What you need to do
Write out, character for character, the line containing "pixel 582 155." and all lines after it up to the end of the listing.

Rows
[BEGIN]
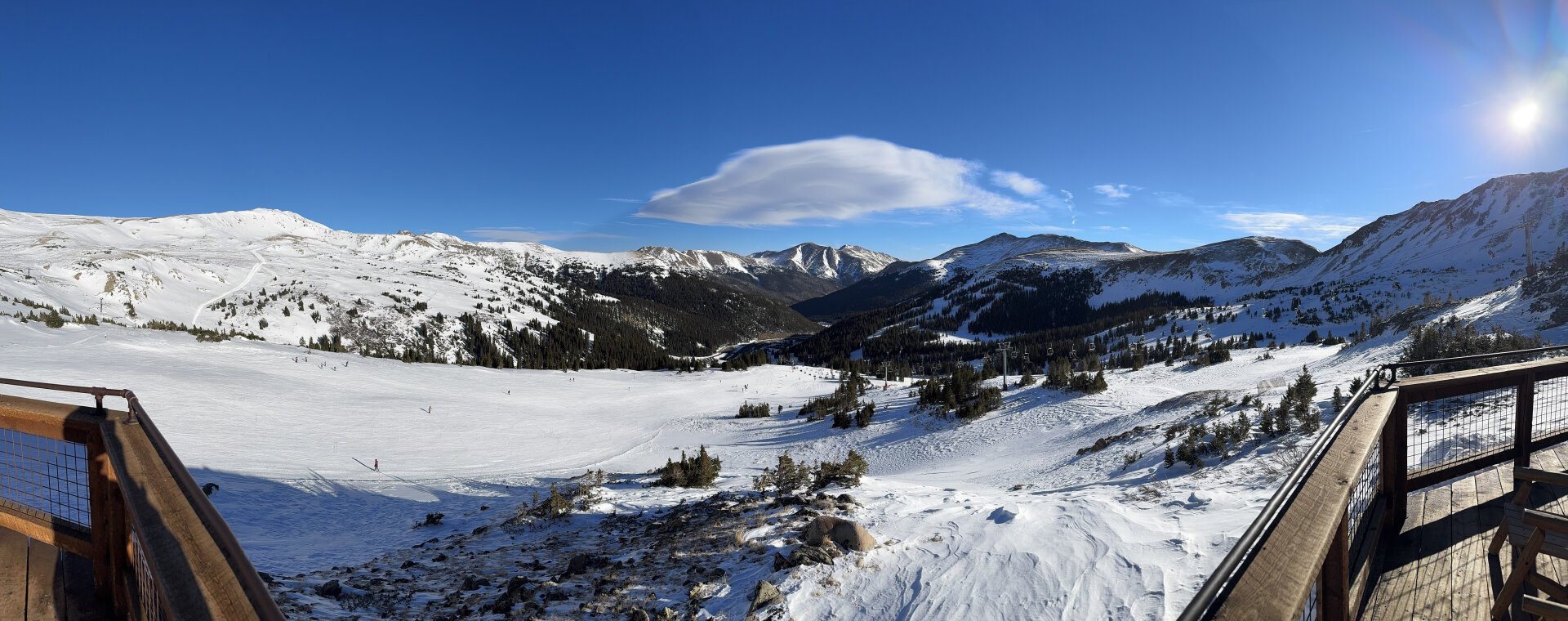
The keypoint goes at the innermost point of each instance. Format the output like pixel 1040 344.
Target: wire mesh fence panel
pixel 1448 430
pixel 1551 407
pixel 149 598
pixel 1310 610
pixel 44 477
pixel 1361 498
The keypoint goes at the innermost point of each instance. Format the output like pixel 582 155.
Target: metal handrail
pixel 1223 578
pixel 234 554
pixel 1397 366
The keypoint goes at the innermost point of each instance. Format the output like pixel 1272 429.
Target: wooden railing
pixel 1310 556
pixel 105 485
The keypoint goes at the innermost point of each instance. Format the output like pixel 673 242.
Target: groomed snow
pixel 998 520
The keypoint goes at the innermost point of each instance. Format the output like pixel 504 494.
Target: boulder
pixel 332 588
pixel 808 556
pixel 840 530
pixel 584 562
pixel 764 596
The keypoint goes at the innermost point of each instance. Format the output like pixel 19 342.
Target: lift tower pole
pixel 1004 346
[END]
Finished exercise
The keypoint goes at the innermost point of each instance. Format the output like pixel 582 155.
Target: metal handrail
pixel 1223 578
pixel 234 554
pixel 1397 366
The keypoint goes at the innermost point of each instance. Format the output like pixel 1272 429.
Target: wooden railing
pixel 1310 556
pixel 105 485
The keypoint goes at the innermost point of each instance. Format the output like pixel 673 242.
Target: groomed snow
pixel 998 520
The keypoint goes at the innermost point of each instance. Format the output like pixel 504 494.
Target: boulder
pixel 332 588
pixel 808 556
pixel 840 530
pixel 584 562
pixel 764 596
The keypoint goes at the innermost point of each instance. Format the output like pixel 19 342.
Target: lift tower pole
pixel 1004 346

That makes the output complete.